§ Directions for this task
Copy all entries without alteration and skip the pictures they hold.

§ Provided records
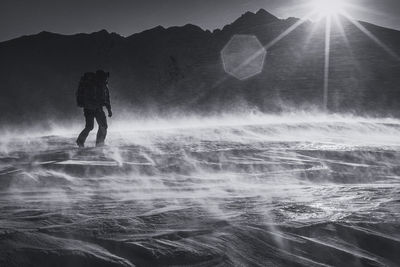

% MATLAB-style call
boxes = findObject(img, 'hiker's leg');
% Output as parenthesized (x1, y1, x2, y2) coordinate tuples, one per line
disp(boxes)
(95, 109, 108, 147)
(77, 109, 95, 146)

§ Response area
% MATLAB-style call
boxes = findObject(img, 'hiker's leg');
% Output as parenthesized (x1, y1, x2, y2) coordinate tuples, one per line
disp(boxes)
(95, 109, 108, 147)
(77, 109, 95, 146)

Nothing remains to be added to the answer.